Natural-language object grounding data
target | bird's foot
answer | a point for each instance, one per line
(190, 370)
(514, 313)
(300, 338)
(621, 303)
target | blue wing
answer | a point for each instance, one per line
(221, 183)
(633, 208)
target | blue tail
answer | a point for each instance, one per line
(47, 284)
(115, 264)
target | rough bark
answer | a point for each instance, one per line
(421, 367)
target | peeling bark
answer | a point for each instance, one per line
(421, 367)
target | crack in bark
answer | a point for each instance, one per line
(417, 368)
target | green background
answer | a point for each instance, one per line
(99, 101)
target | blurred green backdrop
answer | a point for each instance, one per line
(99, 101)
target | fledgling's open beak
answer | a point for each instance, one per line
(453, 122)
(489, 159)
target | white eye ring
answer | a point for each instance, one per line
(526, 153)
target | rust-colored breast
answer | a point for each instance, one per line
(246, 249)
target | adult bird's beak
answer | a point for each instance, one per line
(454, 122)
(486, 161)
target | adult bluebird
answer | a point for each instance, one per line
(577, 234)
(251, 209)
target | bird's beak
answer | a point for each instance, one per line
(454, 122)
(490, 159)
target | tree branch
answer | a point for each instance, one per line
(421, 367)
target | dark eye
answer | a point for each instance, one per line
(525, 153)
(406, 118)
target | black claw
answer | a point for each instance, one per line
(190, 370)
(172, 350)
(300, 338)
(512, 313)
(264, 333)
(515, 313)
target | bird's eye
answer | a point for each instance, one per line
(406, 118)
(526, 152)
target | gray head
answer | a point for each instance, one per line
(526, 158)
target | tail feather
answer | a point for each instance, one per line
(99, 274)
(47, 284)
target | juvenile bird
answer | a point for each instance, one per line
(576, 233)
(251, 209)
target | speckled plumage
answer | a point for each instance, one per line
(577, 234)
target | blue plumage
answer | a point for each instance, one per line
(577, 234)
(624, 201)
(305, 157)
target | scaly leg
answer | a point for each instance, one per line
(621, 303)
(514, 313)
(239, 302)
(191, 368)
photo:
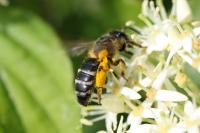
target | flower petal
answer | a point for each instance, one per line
(130, 93)
(111, 122)
(183, 11)
(171, 96)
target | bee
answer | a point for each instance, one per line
(92, 73)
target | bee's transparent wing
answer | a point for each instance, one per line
(80, 48)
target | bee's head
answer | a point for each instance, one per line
(121, 38)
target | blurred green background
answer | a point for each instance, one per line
(36, 76)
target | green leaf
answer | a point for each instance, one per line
(193, 74)
(195, 8)
(36, 77)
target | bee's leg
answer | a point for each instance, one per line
(114, 73)
(128, 52)
(99, 93)
(123, 66)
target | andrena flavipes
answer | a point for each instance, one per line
(92, 73)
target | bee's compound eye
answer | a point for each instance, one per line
(118, 34)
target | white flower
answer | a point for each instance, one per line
(183, 11)
(152, 96)
(111, 122)
(192, 118)
(130, 93)
(170, 96)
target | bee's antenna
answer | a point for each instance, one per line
(133, 29)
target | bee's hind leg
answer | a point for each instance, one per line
(123, 66)
(99, 93)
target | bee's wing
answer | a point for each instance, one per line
(80, 48)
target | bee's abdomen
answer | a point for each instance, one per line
(84, 81)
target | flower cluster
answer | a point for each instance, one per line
(162, 90)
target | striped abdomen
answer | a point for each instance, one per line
(84, 81)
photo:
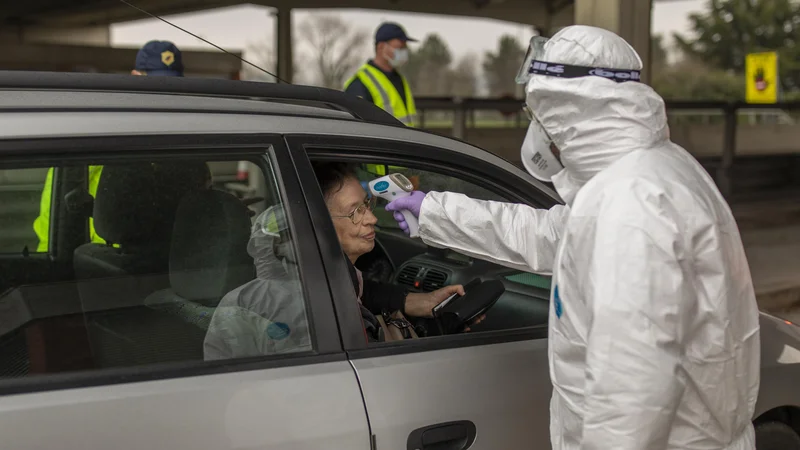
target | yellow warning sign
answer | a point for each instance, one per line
(761, 72)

**Work required**
Copy all the lines above that hold the string "wing".

**Final answer**
target | blue wing
target | bee's transparent wing
target | bee's wing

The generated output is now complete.